#### YOUR OBJECTIVE:
Repeat exactly the lines below that lie between the line with "Target: striped hula hoop" and the line with "of the tree", counting both of those lines as part of the answer.

#### DATA SUPPLIED:

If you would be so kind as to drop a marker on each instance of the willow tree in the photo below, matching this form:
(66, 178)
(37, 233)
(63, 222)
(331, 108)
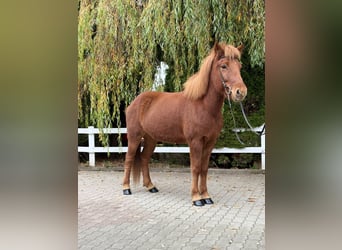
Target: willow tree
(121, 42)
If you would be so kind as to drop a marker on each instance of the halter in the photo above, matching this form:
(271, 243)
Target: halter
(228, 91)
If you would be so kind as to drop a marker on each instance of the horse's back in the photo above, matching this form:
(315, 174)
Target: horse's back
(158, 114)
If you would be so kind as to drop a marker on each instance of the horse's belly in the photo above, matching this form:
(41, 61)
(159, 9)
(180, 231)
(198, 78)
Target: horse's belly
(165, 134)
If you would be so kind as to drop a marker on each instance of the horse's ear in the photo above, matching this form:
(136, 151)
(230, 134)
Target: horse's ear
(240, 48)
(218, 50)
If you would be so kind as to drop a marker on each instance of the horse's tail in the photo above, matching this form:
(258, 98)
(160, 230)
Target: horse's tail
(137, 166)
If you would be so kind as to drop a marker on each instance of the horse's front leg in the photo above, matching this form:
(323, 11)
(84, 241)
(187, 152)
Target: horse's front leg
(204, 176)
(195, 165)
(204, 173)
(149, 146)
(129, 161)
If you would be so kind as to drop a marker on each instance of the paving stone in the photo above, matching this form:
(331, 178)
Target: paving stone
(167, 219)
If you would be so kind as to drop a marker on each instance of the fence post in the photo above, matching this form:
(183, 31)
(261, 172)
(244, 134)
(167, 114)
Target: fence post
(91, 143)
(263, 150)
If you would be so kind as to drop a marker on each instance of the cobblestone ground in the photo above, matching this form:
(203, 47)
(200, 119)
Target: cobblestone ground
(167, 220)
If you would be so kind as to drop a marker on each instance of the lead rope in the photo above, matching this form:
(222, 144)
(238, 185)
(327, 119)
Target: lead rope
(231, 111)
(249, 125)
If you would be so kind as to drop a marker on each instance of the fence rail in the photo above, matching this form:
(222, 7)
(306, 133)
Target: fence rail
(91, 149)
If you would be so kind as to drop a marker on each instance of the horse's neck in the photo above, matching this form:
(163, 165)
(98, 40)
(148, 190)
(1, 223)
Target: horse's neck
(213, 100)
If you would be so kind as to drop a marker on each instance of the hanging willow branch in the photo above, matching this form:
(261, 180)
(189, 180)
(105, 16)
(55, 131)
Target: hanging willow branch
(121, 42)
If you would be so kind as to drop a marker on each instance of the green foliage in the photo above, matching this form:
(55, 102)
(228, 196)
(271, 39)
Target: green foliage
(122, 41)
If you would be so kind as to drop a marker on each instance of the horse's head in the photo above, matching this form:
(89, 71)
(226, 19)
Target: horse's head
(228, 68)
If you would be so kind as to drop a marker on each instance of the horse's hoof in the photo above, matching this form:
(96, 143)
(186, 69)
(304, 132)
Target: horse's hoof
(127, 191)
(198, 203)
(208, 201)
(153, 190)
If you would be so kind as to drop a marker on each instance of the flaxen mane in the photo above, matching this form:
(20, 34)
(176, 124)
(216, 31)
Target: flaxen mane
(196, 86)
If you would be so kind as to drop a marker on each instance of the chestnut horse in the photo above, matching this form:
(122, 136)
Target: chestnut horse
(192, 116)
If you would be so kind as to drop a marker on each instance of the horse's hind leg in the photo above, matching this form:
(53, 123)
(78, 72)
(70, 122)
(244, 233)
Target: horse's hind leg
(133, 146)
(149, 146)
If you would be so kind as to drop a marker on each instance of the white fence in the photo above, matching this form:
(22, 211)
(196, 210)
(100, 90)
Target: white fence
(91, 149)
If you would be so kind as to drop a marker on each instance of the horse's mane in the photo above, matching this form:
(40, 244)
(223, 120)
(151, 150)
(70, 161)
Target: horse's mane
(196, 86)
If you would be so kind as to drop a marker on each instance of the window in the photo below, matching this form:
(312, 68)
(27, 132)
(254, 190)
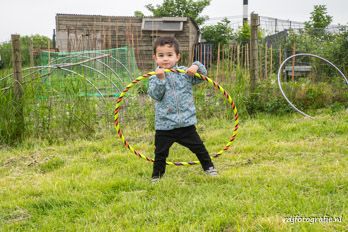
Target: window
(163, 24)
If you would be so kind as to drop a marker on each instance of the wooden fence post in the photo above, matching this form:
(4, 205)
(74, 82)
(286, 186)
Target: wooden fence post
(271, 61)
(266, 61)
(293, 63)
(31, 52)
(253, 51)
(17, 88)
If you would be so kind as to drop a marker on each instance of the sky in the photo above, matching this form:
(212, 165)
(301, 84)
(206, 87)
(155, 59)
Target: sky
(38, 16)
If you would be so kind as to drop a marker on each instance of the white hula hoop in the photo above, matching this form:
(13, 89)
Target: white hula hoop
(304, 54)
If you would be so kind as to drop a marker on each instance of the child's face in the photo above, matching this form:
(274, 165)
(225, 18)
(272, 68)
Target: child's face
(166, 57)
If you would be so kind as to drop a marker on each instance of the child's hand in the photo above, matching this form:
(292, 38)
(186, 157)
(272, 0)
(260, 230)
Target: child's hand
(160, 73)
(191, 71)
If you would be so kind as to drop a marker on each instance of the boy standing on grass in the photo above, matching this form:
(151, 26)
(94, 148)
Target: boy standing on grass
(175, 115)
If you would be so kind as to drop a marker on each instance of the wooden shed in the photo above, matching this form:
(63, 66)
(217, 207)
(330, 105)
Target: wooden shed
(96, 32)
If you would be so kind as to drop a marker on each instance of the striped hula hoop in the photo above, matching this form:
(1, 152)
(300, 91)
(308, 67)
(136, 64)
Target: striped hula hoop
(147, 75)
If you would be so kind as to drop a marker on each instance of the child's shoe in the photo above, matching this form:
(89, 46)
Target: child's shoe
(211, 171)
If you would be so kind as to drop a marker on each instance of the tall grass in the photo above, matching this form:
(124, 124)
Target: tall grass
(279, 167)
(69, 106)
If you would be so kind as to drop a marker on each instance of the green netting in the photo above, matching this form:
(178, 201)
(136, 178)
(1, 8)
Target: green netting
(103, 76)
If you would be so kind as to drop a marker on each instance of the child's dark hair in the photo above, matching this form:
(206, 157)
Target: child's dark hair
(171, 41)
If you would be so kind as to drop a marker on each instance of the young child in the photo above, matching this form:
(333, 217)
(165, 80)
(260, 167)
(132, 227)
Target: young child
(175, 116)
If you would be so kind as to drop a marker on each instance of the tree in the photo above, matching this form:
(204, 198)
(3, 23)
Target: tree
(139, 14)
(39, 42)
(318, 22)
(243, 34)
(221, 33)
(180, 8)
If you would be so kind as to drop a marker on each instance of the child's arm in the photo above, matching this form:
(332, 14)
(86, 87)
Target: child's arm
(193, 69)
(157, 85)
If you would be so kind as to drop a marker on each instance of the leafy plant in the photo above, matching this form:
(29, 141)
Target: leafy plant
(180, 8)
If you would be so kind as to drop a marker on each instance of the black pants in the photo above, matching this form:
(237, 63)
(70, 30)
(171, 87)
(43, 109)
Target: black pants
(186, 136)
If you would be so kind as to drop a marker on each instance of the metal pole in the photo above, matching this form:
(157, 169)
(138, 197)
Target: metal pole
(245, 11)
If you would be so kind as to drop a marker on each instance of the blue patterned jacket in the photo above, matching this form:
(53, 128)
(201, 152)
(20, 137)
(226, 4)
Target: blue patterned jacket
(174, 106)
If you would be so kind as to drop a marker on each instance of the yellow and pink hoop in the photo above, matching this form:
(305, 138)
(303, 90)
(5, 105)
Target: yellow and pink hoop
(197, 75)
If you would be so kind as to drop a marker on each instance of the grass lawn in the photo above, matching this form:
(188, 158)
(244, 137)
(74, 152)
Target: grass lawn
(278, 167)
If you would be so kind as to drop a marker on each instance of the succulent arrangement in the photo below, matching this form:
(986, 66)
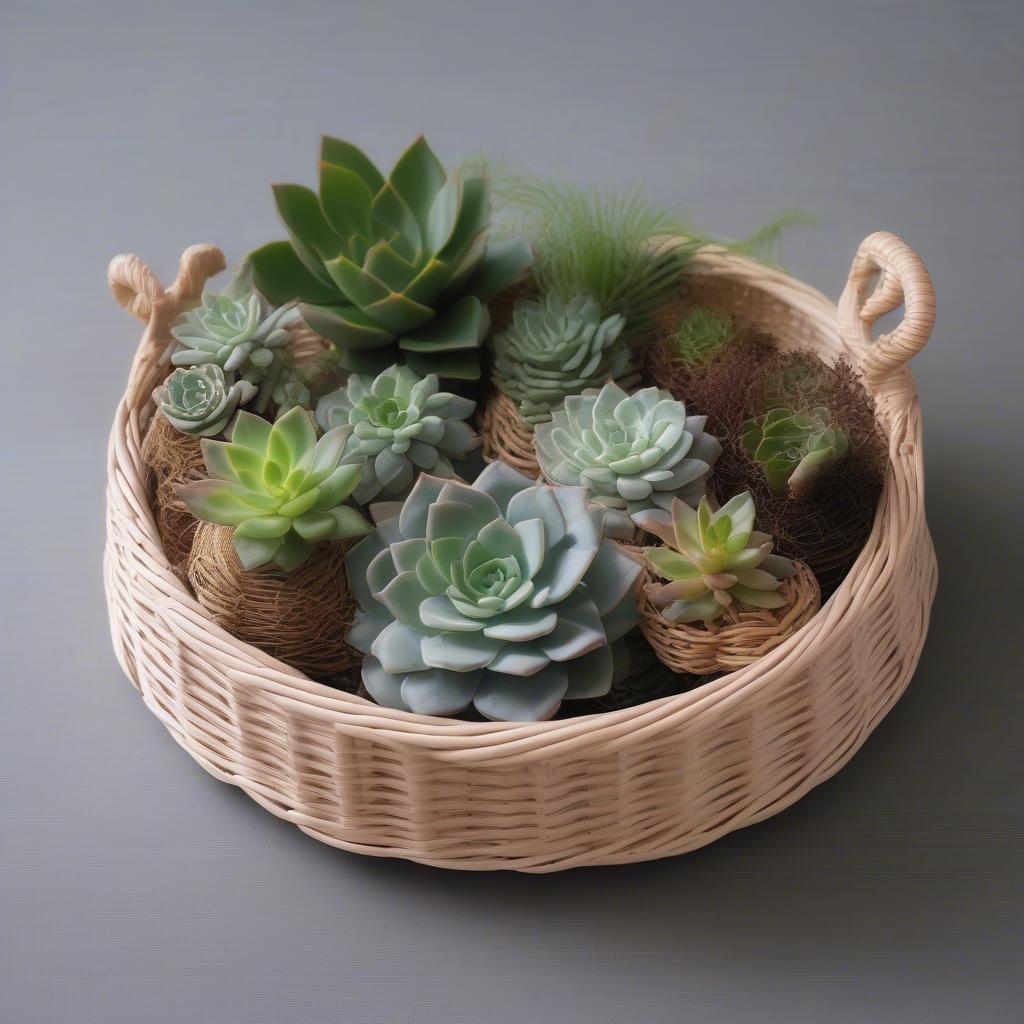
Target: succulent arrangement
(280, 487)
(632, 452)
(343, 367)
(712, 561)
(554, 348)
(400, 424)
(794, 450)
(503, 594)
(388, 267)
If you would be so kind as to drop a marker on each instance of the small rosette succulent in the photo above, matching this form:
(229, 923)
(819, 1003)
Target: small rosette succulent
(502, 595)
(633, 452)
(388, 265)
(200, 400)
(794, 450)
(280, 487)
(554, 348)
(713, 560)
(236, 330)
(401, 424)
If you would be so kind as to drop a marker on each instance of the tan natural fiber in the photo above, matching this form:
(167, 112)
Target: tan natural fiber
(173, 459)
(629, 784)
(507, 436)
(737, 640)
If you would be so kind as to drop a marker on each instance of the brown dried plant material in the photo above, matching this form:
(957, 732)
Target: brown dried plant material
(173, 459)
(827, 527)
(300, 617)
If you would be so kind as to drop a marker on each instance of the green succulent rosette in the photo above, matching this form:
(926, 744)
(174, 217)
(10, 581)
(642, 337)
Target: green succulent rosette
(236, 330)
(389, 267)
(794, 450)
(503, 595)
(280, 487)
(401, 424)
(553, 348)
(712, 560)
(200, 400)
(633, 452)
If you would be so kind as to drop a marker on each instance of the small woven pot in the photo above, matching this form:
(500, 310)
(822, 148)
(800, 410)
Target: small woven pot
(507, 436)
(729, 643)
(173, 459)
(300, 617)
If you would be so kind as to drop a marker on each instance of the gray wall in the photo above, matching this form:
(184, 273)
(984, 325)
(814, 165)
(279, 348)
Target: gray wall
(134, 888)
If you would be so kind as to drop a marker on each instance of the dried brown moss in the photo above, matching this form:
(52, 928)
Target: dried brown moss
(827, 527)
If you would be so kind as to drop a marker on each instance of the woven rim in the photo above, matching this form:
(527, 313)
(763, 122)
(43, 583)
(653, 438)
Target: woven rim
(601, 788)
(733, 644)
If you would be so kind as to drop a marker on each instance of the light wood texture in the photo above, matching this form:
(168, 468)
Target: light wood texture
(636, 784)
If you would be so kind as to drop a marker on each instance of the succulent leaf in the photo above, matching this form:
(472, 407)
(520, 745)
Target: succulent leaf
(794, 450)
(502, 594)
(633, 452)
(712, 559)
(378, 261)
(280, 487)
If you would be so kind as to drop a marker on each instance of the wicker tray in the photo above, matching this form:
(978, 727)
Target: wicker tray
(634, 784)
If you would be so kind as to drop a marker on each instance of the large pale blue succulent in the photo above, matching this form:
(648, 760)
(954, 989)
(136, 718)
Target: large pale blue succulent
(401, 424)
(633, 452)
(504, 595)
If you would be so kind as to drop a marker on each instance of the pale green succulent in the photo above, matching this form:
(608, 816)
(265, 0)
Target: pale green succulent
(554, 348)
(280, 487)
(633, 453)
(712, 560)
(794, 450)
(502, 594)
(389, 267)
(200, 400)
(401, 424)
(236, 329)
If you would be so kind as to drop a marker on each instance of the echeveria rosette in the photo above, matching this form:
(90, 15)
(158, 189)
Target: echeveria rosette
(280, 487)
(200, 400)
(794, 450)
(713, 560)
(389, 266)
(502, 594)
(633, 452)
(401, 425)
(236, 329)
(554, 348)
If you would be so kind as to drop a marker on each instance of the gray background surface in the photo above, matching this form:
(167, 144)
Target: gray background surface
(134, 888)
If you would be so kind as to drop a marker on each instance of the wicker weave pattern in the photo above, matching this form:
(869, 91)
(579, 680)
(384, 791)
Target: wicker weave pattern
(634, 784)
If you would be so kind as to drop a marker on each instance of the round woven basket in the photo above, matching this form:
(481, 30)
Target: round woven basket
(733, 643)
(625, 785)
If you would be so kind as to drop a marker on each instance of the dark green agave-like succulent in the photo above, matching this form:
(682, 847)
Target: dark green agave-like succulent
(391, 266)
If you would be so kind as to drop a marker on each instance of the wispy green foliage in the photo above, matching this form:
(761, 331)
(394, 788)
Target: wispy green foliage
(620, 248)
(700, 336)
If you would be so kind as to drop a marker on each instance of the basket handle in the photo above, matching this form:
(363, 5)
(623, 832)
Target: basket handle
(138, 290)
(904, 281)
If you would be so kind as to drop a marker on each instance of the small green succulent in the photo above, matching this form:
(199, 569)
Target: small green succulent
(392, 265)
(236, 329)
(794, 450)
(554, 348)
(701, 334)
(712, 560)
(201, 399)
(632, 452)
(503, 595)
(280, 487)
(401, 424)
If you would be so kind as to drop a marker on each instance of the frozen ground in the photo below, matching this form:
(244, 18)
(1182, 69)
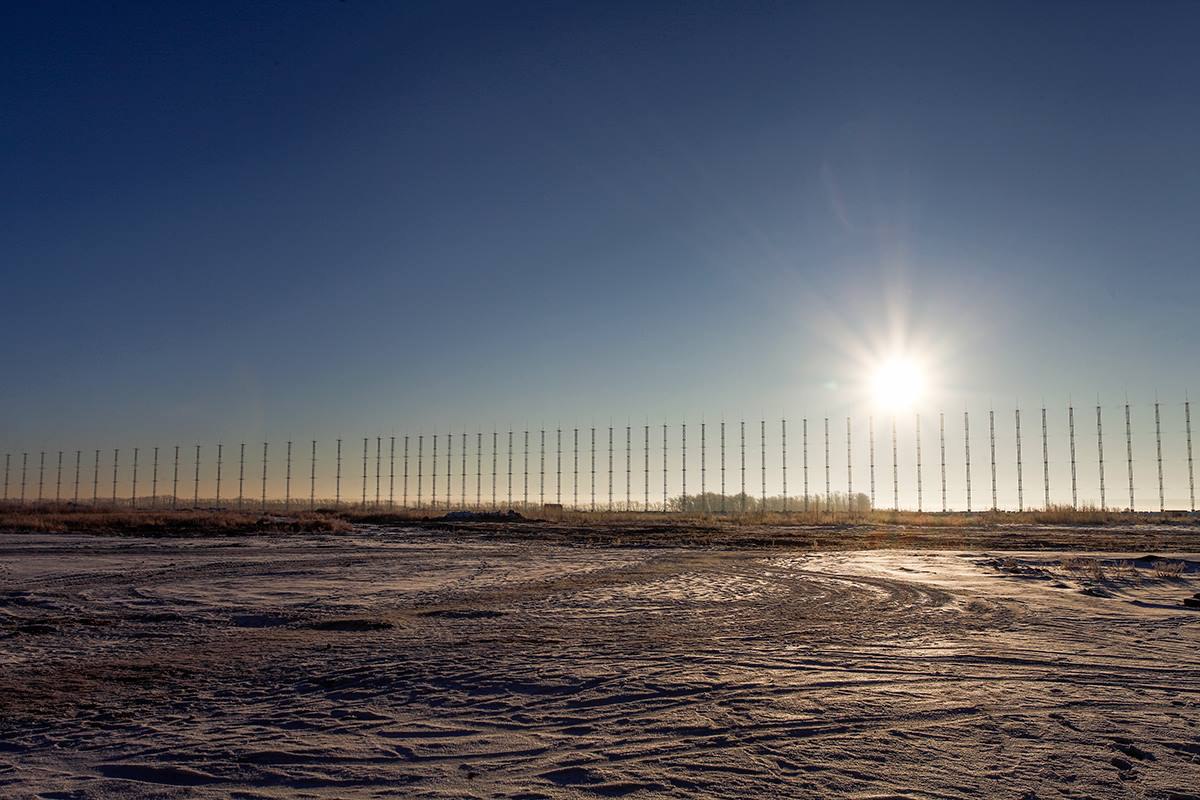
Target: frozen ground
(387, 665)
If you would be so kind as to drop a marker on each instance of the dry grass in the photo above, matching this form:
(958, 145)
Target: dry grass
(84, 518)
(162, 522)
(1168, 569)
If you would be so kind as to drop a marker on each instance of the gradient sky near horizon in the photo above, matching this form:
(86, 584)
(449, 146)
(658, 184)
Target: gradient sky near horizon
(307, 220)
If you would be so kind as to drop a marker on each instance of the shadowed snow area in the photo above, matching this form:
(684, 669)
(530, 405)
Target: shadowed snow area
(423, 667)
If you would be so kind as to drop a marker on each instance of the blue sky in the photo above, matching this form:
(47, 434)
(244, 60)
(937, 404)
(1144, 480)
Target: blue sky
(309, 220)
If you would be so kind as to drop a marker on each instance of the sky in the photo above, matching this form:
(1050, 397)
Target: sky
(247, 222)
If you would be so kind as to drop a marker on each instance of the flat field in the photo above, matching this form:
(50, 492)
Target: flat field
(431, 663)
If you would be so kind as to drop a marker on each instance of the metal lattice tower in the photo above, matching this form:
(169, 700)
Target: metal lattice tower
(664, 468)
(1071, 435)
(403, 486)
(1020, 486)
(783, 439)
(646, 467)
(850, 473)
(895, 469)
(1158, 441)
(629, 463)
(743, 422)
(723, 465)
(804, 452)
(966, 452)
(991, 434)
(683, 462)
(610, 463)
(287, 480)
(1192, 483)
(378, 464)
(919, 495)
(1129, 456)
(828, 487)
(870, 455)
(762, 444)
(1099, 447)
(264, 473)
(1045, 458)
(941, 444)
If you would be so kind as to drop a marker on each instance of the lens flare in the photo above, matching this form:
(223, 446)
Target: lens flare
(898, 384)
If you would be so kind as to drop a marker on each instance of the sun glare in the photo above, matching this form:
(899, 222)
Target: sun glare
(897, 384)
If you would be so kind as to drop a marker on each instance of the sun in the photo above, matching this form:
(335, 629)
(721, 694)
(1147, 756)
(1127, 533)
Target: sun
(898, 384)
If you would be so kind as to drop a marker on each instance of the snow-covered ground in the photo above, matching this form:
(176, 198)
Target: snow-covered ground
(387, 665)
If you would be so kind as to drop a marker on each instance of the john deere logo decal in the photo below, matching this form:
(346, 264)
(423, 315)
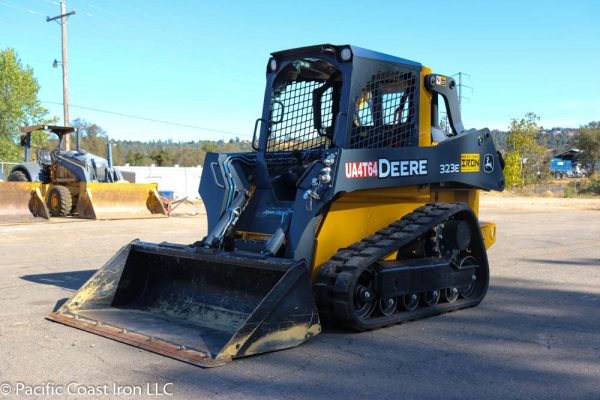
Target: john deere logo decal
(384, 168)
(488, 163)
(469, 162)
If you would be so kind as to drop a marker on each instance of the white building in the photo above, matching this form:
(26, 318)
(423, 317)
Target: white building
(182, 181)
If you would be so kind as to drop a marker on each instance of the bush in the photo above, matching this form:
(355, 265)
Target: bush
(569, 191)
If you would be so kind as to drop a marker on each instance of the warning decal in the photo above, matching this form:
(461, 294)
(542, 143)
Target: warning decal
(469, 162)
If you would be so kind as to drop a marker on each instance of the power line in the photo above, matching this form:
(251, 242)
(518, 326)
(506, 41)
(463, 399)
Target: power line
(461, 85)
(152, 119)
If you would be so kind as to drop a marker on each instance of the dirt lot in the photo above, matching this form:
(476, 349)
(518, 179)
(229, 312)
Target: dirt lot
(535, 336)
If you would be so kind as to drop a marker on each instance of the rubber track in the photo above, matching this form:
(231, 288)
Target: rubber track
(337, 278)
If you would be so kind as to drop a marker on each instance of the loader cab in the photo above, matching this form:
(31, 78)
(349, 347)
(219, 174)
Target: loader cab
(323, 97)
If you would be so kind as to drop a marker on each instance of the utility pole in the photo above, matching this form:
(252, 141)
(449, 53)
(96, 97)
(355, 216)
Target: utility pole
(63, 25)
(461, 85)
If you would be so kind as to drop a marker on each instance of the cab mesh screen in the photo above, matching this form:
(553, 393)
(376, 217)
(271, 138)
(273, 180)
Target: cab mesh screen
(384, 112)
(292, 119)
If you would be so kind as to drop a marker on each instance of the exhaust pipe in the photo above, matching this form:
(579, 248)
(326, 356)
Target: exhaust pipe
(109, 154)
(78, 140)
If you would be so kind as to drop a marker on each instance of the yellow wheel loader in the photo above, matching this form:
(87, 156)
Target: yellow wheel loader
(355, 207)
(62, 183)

#### COMPLETED EXERCISE:
Target: striped hula hoop
(147, 75)
If you would be so kind as to drop a marker on each instance of the child's shoe in the photo above, matching this form:
(89, 46)
Target: child's shoe
(211, 171)
If you would be so kind as to drop a marker on each instance of the tall grass in the photo above, matching this form:
(124, 124)
Target: tall grass
(279, 167)
(69, 106)
If you would be so kind as to drop a marker on each instance of the green netting in the photo above, matching this form:
(178, 201)
(136, 178)
(1, 8)
Target: green netting
(103, 76)
If you would be so kind as to drop a marker on each instance of the child's dark hair in the photo above, matching this form:
(206, 157)
Target: child's dark hair
(171, 41)
If you would be so kind as to drop a marker on each instance of the young child in the photo above, matching this form:
(333, 217)
(165, 80)
(260, 167)
(132, 227)
Target: young child
(175, 116)
If you would be so kind as to drop a marker on each instance of the tree in the photo above, matching this form:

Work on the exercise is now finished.